▶ [Objective]:
Your task is to transcribe all the entries exactly, excluding pictures.

++++++++

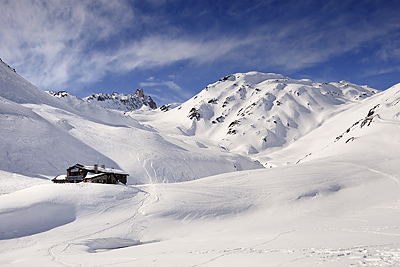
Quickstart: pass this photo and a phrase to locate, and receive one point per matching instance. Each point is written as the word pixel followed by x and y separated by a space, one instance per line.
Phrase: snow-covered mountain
pixel 332 200
pixel 43 135
pixel 124 102
pixel 256 113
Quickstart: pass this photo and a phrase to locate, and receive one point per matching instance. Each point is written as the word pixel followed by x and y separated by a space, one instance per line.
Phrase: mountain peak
pixel 123 102
pixel 257 113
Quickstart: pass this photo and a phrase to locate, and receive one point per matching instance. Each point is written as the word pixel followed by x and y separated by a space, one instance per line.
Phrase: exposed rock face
pixel 124 102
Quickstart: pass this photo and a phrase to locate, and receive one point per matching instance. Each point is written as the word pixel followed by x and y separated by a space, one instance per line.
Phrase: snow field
pixel 331 214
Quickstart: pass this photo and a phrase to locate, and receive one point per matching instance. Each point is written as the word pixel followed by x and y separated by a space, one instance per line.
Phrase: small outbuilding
pixel 92 174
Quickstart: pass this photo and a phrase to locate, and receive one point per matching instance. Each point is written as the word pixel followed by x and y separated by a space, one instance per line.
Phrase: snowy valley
pixel 257 169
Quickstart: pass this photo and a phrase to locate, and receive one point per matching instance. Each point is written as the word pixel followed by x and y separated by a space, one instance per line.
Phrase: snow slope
pixel 311 214
pixel 335 204
pixel 256 114
pixel 124 102
pixel 43 135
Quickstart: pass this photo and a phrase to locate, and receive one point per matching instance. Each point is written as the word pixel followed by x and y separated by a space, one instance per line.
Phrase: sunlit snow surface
pixel 332 200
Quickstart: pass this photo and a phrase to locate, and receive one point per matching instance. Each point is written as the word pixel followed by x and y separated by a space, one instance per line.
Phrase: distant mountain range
pixel 256 114
pixel 243 121
pixel 116 101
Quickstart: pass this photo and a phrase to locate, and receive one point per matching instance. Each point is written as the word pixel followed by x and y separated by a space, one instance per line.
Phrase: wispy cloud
pixel 62 44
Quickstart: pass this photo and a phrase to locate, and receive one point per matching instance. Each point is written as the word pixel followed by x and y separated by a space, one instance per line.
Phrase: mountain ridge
pixel 257 113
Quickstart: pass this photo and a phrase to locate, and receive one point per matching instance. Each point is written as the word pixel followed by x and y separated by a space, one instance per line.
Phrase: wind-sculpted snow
pixel 327 214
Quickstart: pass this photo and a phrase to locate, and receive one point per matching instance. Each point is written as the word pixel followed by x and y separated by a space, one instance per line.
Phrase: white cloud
pixel 59 43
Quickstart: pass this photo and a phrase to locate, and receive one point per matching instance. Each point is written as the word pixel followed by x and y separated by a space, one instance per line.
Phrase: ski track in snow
pixel 56 251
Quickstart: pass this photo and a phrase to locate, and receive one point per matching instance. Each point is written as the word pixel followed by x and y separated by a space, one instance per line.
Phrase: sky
pixel 175 48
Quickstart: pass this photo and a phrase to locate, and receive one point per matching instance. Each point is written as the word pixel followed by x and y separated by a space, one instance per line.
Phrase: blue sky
pixel 174 48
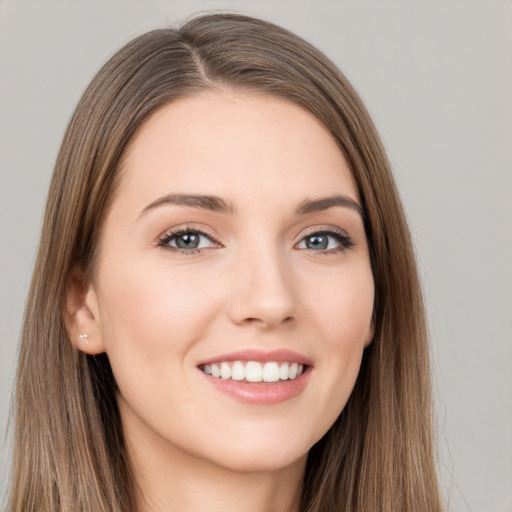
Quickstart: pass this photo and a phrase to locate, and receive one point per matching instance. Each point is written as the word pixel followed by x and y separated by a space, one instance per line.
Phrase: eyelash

++++++++

▶ [Output of the task]:
Quickstart: pass this photo and a phrase to locate, and receive one point per matching instance. Each point is written as the word pixel followed by x and y separated by a space, one instance per line.
Phrase: snow-covered mountain
pixel 332 200
pixel 43 135
pixel 124 102
pixel 256 113
Quickstart: pass this photo and a phrase to locate, and receive one point per matching instance. Each point is written as the word pixel followed by x and y separated by a space, one instance per line.
Phrase: mountain peak
pixel 123 102
pixel 257 113
Quickstart: pass this photo and a phrase to locate, and receive one point per matching instance. Each point is written as the word pixel followed by x and y separated by a space, one instance per line.
Phrase: exposed rock face
pixel 124 102
Quickstart: pass this photo and a phrase to locate, and receive one point per matching instance. Each point is written as the word pixel followed by x and y separated by a space, one instance per line.
Phrase: snow field
pixel 331 214
Quickstart: pass this photo and a phrase to locate, and receive one point per matching instance. Each point is written as the word pixel followed by x and y separated by a space, one instance per line.
Phrase: small outbuilding
pixel 92 174
Quickstart: pass this photo and a phrase to locate, and receive one point per matching instance. Each point is written as the word pixel followed by x and y separated by a space, one instance per line.
Phrase: snowy valley
pixel 257 169
Quickstart: pass this photo and a phrase to locate, and receive one point per matching instance. Each point is written as the word pixel followed by x and y separated by a space, one instance per line.
Phrase: snow slope
pixel 311 214
pixel 335 204
pixel 256 114
pixel 124 102
pixel 43 135
Quickstart: pass this photo and a phrase to locate, and receive one point per matching instance. Each point is written as the word pixel followed by x and y separated by a space, one instance per line.
Phrase: sunlit snow surface
pixel 332 200
Quickstart: pass this photo and a phrase to locate, and receive one point per matching instance. Each point is written as the word pixel followed by x and y separated by a space, one instance per line.
Phrase: distant mountain range
pixel 256 114
pixel 243 121
pixel 116 101
Quickstart: pass this photo and a phrase to locate, and receive one point per matching instance. Each point is written as the word pixel followed by x and y separated by a space, one instance per line.
Phrase: wispy cloud
pixel 62 44
Quickstart: pass this photo and a phrase to locate, and receive one point per matching instance. Each point is written as the word pixel followed by x and y separated by a space, one instance per line.
Phrase: mountain ridge
pixel 257 113
Quickstart: pass this photo and a phrase to locate, and receive one point per matching instance. Each point is written as the word pixel followed by x and y separated by a space, one instance per line.
Phrase: wind-sculpted snow
pixel 327 214
Quickstart: pass this photo and a phrase to locate, and receive one point per matching instance. Each point is written as the word pixel followed by x and y separated by a space, one instance per line.
Phrase: white cloud
pixel 59 43
Quickstart: pass this photo and a phrase to locate, and receive one point per matching instance. Each point is written as the word pixel followed by x and y separated by a space, one instance per line.
Phrase: ski track in snow
pixel 56 251
Quickstart: pass this photo and a phrase to locate, and receive one point per matching instance. Each point is written as the word pixel followed by x and y separated by a space, one instance per line.
Phrase: sky
pixel 175 48
Quickstart: pass this photo and a phrase to locate, and receive one point per matching instance. Each point is written as the word pixel followed by x and y separated by a space, one instance per line.
Phrase: blue sky
pixel 174 48
Quickstart: pass this photo and a phrase to locate, and receive one point per matching instance. Each point is written as the word pixel followed by x and y separated by a space, one instance per line.
Phrase: eyelash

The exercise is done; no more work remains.